Elevated miR-190b expression in the colon (A) and jejunum (B) during SIV infection compared to uninfected normal controls and non-SIV-infected macaques with diarrhea (indicated as Colitis). Note the absence of miR-190b upregulation in non-SIV-infected macaques with diarrhea and colitis suggesting that upregulation of miR-190b is not inflammation driven but occurs in response to viral replication (DPI- days post infection). Arrows in colon (A) and jejunum (B) point to two animals [T108 (7DPI) and CG32 (21-29DPI)] that had no detectable SIV in intestinal tissue and where the levels of miR-190b was no different from controls. Data analysis using non-parametric Kruskal-Wallis test revealed differences among groups in both colon (p=0.0002) and jejunum (p<0.0001). Asterisks (* = p<0.05, ** = p<0.01) indicate groups that showed statistical significance compared to uninfected controls following Dunn's multiple groups comparison test. The error bars represent standard error of mean fold change within each group.

FIGURE 4.

Correlation of miR-190b in colon (A) and jejunum (B) with viral loads. A positive statistical (p<0.05) correlation between miR190b and SIV viral load was found in both colon and jejunum.
= = = = =
▸ **STUDY QUESTIONS**:
1. According to the miR-190b legends, which statistical test revealed differences among groups in both colon and jejunum?
2. Do these statements agree with the miR-190b legends? Answer yes or no for each, quoting the deciding words.
(a) miR-190b was upregulated in non-SIV-infected macaques with diarrhea and colitis.
(b) The error bars show standard error of mean fold change within each group.
(c) A positive correlation between miR-190b and SIV viral load appeared only in the colon.
3. From the miR-190b legends, retype everything from "Correlation of miR-190b" down to "colon and jejunum.".

▸ **EXCERPTED DATA**:
= = = = =
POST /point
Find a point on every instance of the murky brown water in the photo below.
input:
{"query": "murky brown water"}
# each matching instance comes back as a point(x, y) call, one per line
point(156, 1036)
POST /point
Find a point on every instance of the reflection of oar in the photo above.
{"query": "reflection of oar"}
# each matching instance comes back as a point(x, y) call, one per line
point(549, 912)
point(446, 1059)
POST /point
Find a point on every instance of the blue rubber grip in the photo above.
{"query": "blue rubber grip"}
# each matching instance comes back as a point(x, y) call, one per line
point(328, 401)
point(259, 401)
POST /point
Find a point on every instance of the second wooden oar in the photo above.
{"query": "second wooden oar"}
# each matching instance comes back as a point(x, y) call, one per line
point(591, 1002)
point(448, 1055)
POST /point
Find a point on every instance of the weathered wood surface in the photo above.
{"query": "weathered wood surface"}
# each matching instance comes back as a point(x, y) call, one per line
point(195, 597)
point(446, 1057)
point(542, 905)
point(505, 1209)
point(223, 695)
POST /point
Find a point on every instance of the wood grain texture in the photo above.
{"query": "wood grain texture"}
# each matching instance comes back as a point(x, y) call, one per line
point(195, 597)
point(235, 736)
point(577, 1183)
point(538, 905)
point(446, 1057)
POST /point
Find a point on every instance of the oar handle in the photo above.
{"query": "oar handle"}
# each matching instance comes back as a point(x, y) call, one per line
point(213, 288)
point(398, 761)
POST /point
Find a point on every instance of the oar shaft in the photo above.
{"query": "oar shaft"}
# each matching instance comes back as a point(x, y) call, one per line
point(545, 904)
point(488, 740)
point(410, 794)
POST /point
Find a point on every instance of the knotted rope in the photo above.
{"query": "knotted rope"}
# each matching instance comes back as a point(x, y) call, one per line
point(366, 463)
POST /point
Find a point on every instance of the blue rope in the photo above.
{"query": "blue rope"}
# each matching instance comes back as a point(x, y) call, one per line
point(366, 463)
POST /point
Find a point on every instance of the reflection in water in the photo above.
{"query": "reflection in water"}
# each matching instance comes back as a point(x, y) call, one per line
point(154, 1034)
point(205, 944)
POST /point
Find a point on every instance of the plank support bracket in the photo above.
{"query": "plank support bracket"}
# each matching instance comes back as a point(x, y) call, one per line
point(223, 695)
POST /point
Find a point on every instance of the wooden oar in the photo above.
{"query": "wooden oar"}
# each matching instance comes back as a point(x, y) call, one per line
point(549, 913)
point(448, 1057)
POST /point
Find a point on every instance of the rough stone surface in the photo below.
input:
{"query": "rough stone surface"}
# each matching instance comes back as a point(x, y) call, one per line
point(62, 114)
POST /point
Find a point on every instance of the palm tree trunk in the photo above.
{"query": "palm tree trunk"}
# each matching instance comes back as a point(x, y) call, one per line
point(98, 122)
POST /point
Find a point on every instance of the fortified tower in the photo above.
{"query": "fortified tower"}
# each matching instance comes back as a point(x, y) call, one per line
= = = = =
▸ **EXERCISE SOLUTIONS**:
1. The non-parametric Kruskal-Wallis test.

2.
(a) No: "Note the absence of miR-190b upregulation in non-SIV-infected macaques with diarrhea and colitis"
(b) Yes: "The error bars represent standard error of mean fold change within each group."
(c) No: "was found in both colon and jejunum"

3.
Correlation of miR-190b in colon (A) and jejunum (B) with viral loads. A positive statistical (p<0.05) correlation between miR190b and SIV viral load was found in both colon and jejunum.